Problem description
Repeat exactly the lines from the line containing "of the handbag" to the last line of the listing, including both.

Task material
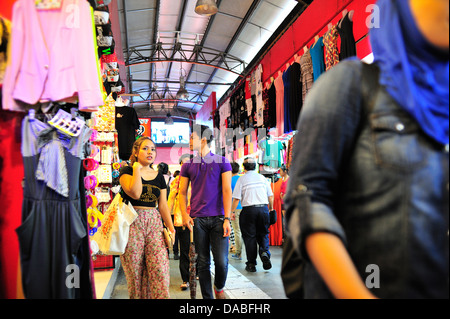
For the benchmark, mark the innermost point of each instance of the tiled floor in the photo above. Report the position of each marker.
(240, 283)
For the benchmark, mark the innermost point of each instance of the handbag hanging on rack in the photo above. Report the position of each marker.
(112, 236)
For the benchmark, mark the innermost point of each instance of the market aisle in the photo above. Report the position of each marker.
(240, 283)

Solution below
For the benchmark, mark the innermost point of each instance of the handbag hanging on rack in the photo above. Report the position of each marker.
(112, 236)
For the benchmark, mark the innermost point of each instance of the market aisle in the photo above. Report the position of each marker.
(240, 283)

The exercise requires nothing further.